> [What the exercise asks]:
In this exercise, every entry below is to be reproduced word for word.

> [Listed entries]:
......
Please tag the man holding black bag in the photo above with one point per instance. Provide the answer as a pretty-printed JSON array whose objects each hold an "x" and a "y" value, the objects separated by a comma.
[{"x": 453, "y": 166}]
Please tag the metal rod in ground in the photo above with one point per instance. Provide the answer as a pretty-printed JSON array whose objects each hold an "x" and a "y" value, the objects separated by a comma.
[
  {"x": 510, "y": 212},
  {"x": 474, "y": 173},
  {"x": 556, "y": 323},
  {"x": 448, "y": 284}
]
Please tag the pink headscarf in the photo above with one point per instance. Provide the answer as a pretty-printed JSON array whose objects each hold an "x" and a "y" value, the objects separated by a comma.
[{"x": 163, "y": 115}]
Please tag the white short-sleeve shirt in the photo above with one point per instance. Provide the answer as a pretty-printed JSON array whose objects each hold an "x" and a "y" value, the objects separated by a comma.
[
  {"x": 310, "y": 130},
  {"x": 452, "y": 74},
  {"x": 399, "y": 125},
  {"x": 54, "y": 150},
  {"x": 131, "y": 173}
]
......
> [Exercise result]:
Please tag the man holding black bag in the photo above with one point per instance. Provide the answer as a pretty-printed JSON array whose objects each hold an "x" and a "y" value, the objects separated by a comma.
[{"x": 453, "y": 166}]
Please tag the metal rod in ground in the photo above with one point per instance. Provide the answer as a pretty-printed JSON array whose objects each hold an "x" and a "y" value, the objects separated by a comma.
[
  {"x": 510, "y": 212},
  {"x": 474, "y": 173},
  {"x": 556, "y": 323},
  {"x": 448, "y": 284}
]
Please tag the pink headscarf in the photo above with one point per instance. Provide the answer as a pretty-printed JSON array whose objects each hold an "x" and a "y" value, the objects separated by a comma.
[{"x": 163, "y": 115}]
Please tag the white short-sleeve shirt in the photo above with one point per instance. Provide the answer as a pretty-printed JSON array whose objects each hold an "x" and a "y" value, the objects separated by a comma.
[
  {"x": 310, "y": 130},
  {"x": 452, "y": 74},
  {"x": 399, "y": 125},
  {"x": 54, "y": 150},
  {"x": 131, "y": 173}
]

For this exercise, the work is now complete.